■ What is needed: Within the material below, find each line bearing the word "football" and present it.

■ Information:
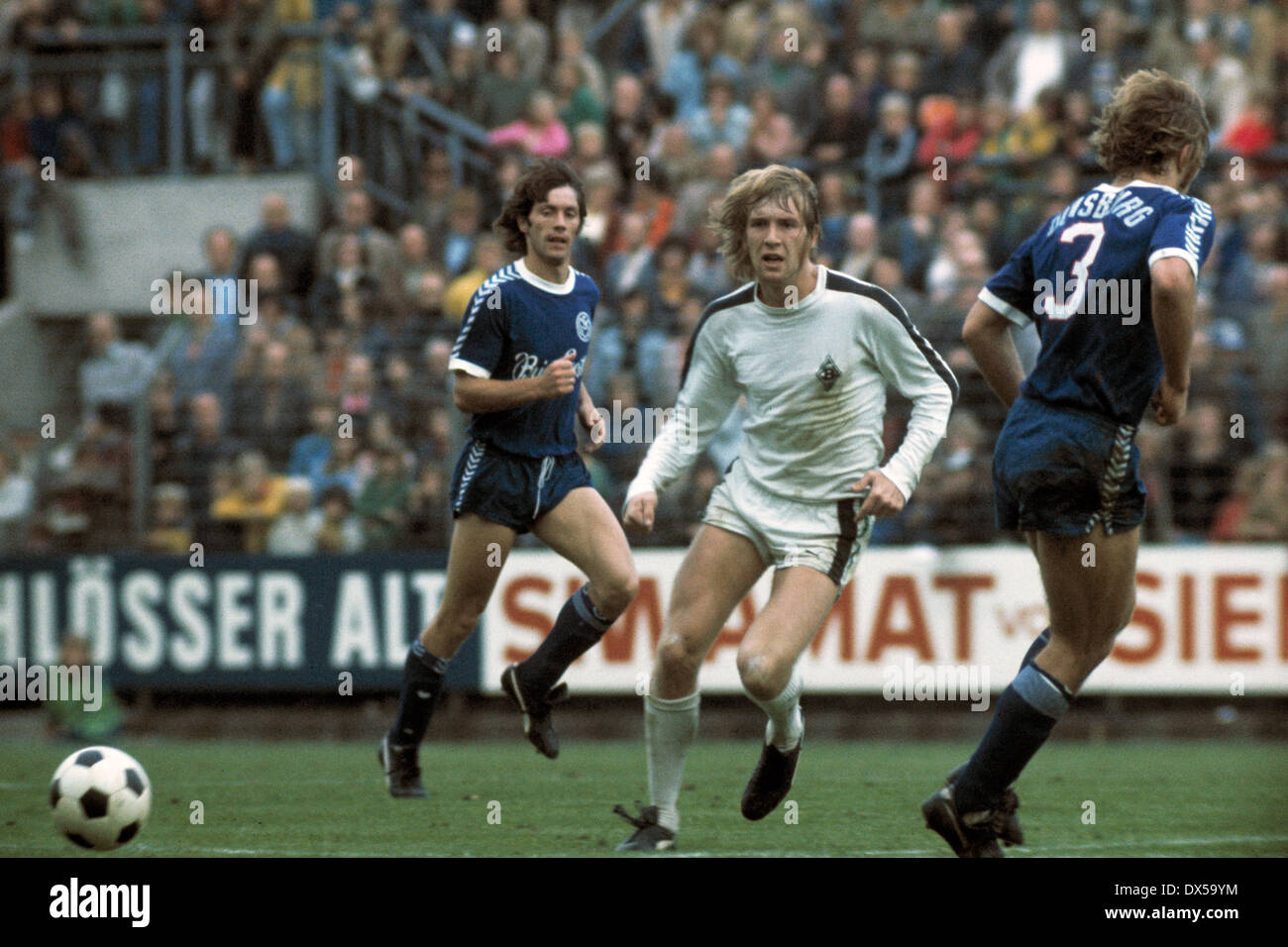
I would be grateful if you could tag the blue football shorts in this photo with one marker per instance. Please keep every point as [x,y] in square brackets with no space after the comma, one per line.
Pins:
[510,488]
[1061,472]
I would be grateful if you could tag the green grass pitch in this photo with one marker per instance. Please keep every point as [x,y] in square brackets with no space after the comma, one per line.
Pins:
[1166,799]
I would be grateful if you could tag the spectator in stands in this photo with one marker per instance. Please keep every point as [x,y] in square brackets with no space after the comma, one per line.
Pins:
[840,132]
[291,91]
[956,64]
[378,250]
[692,65]
[1202,470]
[204,359]
[670,289]
[575,98]
[116,371]
[653,37]
[527,37]
[771,136]
[269,406]
[171,523]
[1035,58]
[502,93]
[432,206]
[291,247]
[629,125]
[220,250]
[721,120]
[861,247]
[386,42]
[630,266]
[338,530]
[540,133]
[889,158]
[451,247]
[630,347]
[1257,506]
[488,257]
[382,502]
[348,281]
[200,450]
[428,509]
[253,504]
[1220,80]
[17,501]
[295,531]
[166,428]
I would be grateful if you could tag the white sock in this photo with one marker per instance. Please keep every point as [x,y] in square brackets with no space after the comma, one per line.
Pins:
[669,728]
[786,724]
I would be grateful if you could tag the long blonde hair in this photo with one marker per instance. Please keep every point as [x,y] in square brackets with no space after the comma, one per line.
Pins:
[750,188]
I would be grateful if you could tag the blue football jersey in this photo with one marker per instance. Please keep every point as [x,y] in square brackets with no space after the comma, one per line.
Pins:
[1083,278]
[514,326]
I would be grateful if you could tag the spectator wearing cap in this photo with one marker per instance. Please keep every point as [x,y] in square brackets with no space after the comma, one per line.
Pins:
[115,371]
[295,531]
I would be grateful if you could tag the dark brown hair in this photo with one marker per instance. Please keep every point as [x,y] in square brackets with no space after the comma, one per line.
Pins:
[542,176]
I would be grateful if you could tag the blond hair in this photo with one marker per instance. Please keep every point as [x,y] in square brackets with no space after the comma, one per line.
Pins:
[1150,119]
[750,188]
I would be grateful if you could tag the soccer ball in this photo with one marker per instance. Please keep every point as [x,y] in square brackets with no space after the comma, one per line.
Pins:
[101,797]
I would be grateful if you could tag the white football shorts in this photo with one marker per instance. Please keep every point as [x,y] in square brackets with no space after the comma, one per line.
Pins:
[825,536]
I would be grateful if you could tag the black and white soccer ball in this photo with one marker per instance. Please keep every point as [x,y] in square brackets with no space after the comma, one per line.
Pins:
[101,797]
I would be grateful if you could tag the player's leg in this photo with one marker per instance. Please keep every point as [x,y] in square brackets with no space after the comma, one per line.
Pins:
[1089,605]
[583,530]
[800,602]
[717,571]
[478,552]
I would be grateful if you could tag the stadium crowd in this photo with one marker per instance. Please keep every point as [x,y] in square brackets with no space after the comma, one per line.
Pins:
[939,136]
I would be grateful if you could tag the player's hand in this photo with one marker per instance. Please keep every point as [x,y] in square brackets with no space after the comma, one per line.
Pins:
[1168,402]
[883,497]
[639,512]
[558,379]
[595,428]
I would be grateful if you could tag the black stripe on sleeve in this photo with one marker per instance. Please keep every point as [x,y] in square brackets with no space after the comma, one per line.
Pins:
[737,298]
[848,283]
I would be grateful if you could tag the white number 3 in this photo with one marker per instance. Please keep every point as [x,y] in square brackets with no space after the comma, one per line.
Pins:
[1076,292]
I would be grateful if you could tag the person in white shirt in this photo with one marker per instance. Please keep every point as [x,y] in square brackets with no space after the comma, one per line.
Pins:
[811,351]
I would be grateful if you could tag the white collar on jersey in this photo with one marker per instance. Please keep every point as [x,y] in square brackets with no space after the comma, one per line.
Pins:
[541,283]
[784,309]
[1136,183]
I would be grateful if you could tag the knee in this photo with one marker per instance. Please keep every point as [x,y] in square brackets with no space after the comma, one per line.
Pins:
[761,677]
[617,592]
[675,655]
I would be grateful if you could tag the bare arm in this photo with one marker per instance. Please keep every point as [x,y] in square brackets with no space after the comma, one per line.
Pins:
[478,395]
[988,337]
[1172,302]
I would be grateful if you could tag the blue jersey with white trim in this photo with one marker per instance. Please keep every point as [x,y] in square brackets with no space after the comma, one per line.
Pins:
[514,326]
[1083,278]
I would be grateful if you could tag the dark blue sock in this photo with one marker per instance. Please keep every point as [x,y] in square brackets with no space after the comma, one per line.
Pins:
[423,685]
[578,629]
[1025,714]
[1035,648]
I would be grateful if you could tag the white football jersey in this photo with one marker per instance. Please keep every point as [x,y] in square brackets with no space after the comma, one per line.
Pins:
[814,376]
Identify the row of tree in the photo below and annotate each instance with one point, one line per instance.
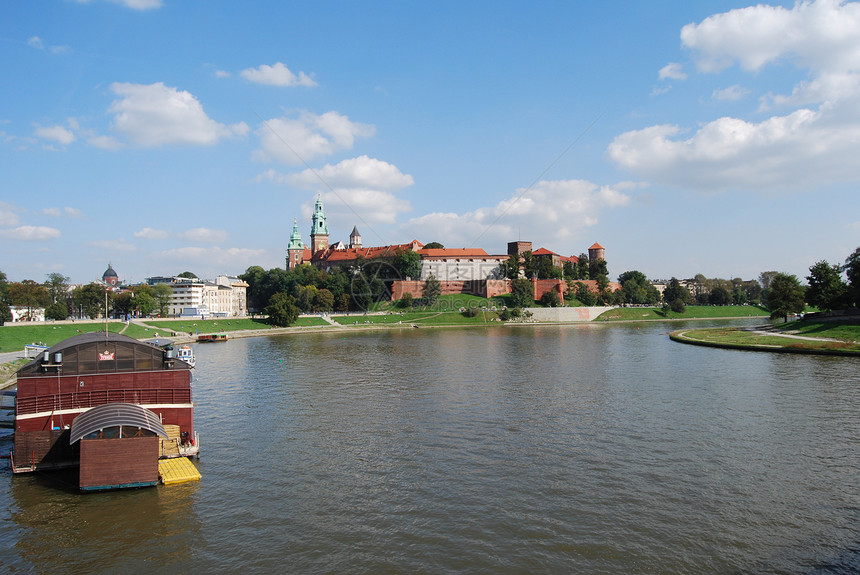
(60, 301)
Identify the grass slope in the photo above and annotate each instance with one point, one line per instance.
(829, 337)
(14, 338)
(692, 312)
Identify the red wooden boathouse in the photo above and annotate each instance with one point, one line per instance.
(91, 370)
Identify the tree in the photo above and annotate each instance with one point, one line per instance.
(29, 294)
(144, 300)
(719, 296)
(324, 300)
(765, 279)
(582, 267)
(546, 269)
(852, 271)
(585, 296)
(58, 287)
(57, 311)
(343, 302)
(4, 291)
(282, 310)
(785, 296)
(826, 289)
(597, 269)
(636, 289)
(162, 294)
(511, 267)
(530, 264)
(522, 292)
(124, 303)
(408, 264)
(305, 297)
(550, 299)
(90, 299)
(568, 270)
(432, 289)
(675, 291)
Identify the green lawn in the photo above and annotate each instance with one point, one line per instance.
(195, 326)
(833, 330)
(692, 312)
(847, 334)
(14, 338)
(428, 318)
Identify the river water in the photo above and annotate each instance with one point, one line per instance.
(543, 449)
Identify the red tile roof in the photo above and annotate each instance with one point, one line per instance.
(453, 253)
(332, 255)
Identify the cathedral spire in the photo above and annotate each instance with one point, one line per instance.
(319, 229)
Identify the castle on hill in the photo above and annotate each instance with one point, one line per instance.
(469, 270)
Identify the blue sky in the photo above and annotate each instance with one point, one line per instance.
(161, 136)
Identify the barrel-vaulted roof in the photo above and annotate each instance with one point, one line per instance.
(97, 353)
(115, 415)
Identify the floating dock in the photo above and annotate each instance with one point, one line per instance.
(177, 470)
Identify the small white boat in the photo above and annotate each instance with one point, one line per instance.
(186, 354)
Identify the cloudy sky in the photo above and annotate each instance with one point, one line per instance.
(713, 137)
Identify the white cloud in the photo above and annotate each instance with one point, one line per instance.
(822, 35)
(294, 141)
(73, 213)
(215, 257)
(104, 142)
(731, 94)
(140, 4)
(802, 150)
(277, 75)
(673, 71)
(7, 216)
(151, 115)
(360, 206)
(110, 246)
(31, 233)
(814, 142)
(55, 133)
(360, 189)
(550, 213)
(360, 172)
(133, 4)
(151, 234)
(39, 44)
(204, 235)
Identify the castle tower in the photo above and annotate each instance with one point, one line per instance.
(295, 249)
(110, 277)
(319, 229)
(596, 252)
(355, 238)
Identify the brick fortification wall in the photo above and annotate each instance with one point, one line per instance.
(489, 288)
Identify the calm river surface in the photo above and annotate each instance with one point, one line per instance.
(554, 449)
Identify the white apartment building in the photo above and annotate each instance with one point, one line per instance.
(224, 297)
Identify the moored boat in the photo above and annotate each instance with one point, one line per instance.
(209, 337)
(186, 354)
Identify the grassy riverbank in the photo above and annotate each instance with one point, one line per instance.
(832, 337)
(692, 312)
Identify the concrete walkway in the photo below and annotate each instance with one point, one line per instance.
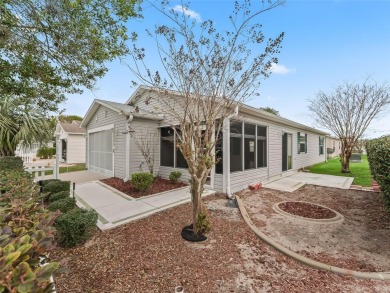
(116, 208)
(295, 181)
(79, 176)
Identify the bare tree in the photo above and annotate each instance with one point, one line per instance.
(207, 73)
(146, 144)
(348, 110)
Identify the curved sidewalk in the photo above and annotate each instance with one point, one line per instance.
(116, 208)
(307, 261)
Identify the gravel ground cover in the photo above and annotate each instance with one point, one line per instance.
(150, 256)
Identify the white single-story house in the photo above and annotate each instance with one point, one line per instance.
(72, 143)
(256, 146)
(333, 143)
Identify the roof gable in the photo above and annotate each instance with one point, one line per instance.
(73, 127)
(242, 108)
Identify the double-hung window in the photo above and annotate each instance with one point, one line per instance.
(248, 146)
(302, 142)
(321, 145)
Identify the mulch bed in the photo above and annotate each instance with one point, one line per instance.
(306, 210)
(159, 185)
(149, 255)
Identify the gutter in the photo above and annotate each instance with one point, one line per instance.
(129, 119)
(228, 191)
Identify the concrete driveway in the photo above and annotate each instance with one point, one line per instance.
(295, 181)
(79, 176)
(116, 208)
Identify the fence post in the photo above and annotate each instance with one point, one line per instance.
(57, 162)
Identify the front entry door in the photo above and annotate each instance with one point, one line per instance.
(286, 151)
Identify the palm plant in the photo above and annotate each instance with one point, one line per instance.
(22, 124)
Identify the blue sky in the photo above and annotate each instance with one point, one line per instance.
(326, 43)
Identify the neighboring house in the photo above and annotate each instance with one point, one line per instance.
(270, 147)
(335, 144)
(72, 145)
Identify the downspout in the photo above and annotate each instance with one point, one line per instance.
(129, 119)
(227, 153)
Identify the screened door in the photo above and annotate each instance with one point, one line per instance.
(100, 152)
(286, 152)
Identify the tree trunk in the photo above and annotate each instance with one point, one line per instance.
(345, 161)
(196, 202)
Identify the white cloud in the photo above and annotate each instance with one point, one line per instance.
(190, 13)
(281, 69)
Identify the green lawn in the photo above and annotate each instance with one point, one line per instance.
(76, 167)
(360, 171)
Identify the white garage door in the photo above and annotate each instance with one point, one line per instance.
(100, 152)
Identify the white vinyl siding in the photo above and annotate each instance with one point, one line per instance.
(241, 179)
(76, 148)
(144, 129)
(273, 168)
(100, 152)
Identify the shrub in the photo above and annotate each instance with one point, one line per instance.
(16, 185)
(46, 152)
(59, 195)
(26, 237)
(11, 163)
(174, 176)
(75, 226)
(378, 155)
(47, 181)
(57, 186)
(63, 205)
(142, 181)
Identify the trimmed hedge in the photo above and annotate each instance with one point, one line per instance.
(9, 163)
(16, 184)
(75, 226)
(57, 186)
(63, 205)
(142, 181)
(174, 176)
(378, 155)
(59, 195)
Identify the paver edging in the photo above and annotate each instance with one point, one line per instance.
(337, 219)
(384, 276)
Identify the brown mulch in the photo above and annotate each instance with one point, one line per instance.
(159, 185)
(149, 255)
(306, 210)
(357, 242)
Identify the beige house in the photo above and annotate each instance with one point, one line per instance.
(72, 145)
(256, 146)
(333, 143)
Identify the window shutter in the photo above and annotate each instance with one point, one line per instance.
(299, 142)
(305, 142)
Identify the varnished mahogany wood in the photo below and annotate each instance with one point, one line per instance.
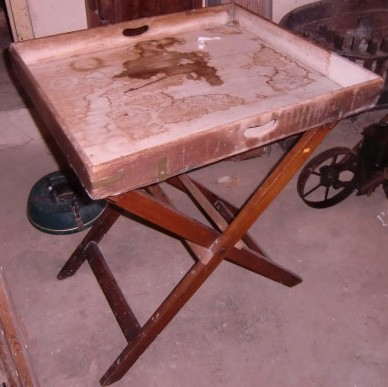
(121, 310)
(218, 243)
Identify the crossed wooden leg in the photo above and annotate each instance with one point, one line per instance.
(228, 240)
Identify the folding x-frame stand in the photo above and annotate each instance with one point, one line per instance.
(227, 240)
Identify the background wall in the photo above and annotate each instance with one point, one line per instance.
(281, 7)
(36, 18)
(50, 17)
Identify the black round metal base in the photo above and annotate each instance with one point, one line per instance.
(57, 204)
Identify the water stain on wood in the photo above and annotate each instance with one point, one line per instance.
(156, 59)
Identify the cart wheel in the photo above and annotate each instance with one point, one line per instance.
(329, 177)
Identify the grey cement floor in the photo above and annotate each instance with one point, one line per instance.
(239, 329)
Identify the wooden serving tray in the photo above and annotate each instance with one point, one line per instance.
(137, 102)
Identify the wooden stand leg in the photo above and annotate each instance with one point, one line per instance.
(96, 233)
(227, 240)
(218, 250)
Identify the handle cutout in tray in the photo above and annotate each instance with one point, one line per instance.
(260, 130)
(135, 31)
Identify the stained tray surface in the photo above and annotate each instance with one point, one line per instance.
(195, 88)
(125, 100)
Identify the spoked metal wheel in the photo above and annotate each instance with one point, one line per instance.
(329, 178)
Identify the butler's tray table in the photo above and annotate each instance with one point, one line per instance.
(146, 101)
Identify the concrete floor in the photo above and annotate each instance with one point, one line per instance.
(239, 329)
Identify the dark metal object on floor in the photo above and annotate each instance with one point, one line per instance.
(57, 204)
(336, 173)
(357, 30)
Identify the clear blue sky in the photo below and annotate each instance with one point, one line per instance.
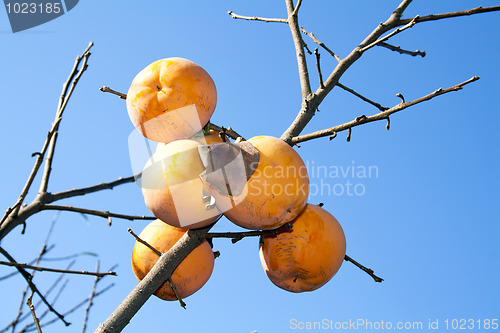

■ Expected answer:
I would be grateful if you could tag the blue football shorts in this photo with one marker per instance. Please keep every point as [x,y] in square brackets with no space after the comma, one per line.
I would be grateful if you could tag the blue football jersey in this photo with one marker per instance. Please keep every point as [x,y] in square brackets with no space after the comma, one per line.
I would be grateful if you could tag the white football shorts in this photo with one marker per instance. Please keep every point as [x,y] in square brackets with no space after the comma, one per line.
I would be grateful if you could tag the white football jersey in this photo with one marker per instance. Please keep every point as [x,y] in square brackets with no space after the comma, one per line.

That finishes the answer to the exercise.